[Stored data]
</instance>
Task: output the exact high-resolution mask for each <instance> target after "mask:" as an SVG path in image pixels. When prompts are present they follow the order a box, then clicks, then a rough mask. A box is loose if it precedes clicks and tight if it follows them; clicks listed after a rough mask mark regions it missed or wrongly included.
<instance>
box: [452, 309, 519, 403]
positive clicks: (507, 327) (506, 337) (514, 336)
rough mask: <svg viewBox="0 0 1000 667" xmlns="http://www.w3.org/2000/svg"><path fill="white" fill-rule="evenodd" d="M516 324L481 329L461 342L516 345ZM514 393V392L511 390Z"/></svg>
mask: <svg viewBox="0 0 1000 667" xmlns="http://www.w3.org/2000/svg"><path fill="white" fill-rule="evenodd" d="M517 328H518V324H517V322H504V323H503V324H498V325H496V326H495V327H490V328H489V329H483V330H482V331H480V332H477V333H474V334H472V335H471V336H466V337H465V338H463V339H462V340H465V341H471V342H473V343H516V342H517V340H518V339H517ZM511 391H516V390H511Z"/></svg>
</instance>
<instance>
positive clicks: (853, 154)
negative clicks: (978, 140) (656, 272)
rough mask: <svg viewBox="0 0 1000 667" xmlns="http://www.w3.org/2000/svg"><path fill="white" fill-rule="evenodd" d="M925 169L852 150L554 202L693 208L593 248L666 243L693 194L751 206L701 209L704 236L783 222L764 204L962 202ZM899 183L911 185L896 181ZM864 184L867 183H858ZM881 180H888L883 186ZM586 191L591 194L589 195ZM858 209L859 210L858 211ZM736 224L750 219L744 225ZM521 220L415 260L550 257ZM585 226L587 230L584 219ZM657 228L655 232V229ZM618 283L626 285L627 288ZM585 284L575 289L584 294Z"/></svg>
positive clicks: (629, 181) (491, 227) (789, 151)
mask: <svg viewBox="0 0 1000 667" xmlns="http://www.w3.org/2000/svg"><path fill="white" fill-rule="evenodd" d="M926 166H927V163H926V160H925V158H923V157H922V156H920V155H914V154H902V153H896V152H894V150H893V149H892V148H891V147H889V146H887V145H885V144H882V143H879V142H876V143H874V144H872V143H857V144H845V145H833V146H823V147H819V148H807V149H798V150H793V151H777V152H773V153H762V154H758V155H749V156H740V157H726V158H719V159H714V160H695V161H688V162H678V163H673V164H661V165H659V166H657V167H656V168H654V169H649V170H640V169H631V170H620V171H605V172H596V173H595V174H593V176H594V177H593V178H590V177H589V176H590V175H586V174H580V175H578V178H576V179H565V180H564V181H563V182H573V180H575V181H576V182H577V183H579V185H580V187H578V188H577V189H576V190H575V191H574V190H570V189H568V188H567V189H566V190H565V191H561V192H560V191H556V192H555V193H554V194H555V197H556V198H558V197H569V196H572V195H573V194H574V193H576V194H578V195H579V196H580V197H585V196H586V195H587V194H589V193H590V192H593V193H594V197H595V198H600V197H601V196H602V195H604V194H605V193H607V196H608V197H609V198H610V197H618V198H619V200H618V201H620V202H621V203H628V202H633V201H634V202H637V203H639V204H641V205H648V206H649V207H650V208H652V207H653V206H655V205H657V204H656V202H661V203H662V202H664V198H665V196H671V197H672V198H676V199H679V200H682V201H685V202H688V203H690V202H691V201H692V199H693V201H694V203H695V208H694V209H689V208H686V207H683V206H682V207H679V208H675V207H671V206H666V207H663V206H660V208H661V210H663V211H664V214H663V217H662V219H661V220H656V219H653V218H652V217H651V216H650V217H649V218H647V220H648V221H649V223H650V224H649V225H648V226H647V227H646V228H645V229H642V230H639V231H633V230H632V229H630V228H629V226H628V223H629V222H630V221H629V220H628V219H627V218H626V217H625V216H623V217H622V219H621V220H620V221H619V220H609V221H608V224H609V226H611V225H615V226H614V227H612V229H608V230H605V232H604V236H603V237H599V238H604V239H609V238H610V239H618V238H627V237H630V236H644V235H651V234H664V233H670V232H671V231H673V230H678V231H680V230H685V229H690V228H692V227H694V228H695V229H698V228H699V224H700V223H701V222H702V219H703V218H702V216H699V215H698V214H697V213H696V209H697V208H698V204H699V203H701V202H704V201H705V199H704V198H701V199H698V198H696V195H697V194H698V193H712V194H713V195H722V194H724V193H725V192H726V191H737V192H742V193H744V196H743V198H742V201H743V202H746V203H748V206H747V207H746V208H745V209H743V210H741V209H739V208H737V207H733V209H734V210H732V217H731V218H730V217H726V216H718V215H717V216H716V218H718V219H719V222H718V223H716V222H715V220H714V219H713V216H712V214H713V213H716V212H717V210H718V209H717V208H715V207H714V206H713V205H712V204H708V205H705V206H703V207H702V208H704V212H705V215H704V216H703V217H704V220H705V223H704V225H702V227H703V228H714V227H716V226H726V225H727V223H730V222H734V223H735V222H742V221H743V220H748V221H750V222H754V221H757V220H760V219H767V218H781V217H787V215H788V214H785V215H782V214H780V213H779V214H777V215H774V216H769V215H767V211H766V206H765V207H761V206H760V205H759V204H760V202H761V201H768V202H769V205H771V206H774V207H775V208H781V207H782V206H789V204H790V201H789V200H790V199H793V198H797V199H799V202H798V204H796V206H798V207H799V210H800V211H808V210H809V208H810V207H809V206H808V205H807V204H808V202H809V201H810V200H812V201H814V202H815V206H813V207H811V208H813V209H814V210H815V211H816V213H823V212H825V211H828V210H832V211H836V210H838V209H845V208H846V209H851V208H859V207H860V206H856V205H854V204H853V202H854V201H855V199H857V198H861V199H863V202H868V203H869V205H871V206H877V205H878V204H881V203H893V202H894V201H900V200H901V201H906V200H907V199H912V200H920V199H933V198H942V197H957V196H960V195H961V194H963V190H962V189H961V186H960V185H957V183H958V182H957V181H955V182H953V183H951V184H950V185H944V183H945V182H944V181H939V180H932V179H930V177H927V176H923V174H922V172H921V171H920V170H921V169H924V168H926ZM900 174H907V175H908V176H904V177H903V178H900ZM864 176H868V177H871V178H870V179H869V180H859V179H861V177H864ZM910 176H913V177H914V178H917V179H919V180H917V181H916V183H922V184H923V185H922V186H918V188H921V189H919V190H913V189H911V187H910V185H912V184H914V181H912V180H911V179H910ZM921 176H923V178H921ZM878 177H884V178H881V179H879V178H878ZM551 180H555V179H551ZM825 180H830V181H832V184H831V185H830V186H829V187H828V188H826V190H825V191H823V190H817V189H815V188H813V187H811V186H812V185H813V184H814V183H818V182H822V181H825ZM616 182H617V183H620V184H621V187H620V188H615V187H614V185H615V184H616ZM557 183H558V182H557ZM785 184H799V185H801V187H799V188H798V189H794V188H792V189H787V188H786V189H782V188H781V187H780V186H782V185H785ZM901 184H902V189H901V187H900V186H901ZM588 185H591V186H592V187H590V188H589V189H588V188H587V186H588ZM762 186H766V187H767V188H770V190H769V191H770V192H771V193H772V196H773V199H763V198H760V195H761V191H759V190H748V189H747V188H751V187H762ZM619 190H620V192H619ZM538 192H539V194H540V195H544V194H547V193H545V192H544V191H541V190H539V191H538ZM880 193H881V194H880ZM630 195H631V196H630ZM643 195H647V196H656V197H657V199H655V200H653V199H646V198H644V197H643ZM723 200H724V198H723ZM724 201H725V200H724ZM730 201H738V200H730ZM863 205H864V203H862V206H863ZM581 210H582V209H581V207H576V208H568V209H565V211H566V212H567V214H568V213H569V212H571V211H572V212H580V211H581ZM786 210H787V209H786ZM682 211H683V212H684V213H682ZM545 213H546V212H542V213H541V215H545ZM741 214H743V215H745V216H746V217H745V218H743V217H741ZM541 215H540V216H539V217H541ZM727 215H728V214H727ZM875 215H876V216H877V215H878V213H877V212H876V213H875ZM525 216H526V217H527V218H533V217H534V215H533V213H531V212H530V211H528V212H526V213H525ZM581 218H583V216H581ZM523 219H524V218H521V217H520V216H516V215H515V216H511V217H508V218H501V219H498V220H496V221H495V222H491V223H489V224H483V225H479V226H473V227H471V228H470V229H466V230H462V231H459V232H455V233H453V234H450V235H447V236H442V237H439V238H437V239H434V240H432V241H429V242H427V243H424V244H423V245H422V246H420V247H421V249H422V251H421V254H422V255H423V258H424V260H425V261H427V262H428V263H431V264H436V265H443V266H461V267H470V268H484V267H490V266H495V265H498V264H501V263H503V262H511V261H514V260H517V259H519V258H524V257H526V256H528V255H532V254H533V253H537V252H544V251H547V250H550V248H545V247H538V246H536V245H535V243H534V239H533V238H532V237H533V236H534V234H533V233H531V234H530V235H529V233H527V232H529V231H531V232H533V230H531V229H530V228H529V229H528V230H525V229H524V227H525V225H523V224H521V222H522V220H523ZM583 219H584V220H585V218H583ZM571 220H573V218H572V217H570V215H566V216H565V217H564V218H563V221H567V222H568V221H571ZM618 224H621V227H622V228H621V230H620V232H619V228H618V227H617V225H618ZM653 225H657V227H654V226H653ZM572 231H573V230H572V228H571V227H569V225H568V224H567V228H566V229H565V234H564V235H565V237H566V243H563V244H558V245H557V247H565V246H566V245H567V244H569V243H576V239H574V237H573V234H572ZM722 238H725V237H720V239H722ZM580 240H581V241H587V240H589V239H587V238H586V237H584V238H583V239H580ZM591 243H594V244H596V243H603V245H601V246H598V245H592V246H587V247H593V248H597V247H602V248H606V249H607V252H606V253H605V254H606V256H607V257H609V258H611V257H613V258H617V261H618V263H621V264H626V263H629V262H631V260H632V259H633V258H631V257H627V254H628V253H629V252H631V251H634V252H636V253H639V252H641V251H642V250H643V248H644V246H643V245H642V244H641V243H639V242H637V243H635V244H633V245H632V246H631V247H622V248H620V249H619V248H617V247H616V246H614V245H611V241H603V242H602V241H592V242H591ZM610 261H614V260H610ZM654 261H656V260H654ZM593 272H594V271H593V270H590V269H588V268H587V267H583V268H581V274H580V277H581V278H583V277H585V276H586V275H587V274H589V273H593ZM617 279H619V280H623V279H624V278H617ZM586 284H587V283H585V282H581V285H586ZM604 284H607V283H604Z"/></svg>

### Your instructions
Retype only the lines above between the line with "positive clicks: (853, 154)" and the line with "169L852 150L554 202L693", counting those two lines as well, and keep every character as it is.

### Result below
positive clicks: (853, 154)
negative clicks: (978, 140) (656, 272)
rough mask: <svg viewBox="0 0 1000 667" xmlns="http://www.w3.org/2000/svg"><path fill="white" fill-rule="evenodd" d="M925 169L852 150L554 202L693 208L593 248L666 243L693 194L751 206L701 209L704 236L783 222L764 204L962 202ZM899 183L911 185L896 181ZM864 184L867 183H858ZM881 180H888L883 186ZM586 191L591 194L589 195ZM858 209L859 210L858 211ZM736 224L750 219L744 225ZM521 220L415 260L550 257ZM585 226L587 230L584 219ZM657 228L655 232V229ZM618 283L626 285L627 288ZM585 284L575 289L584 294Z"/></svg>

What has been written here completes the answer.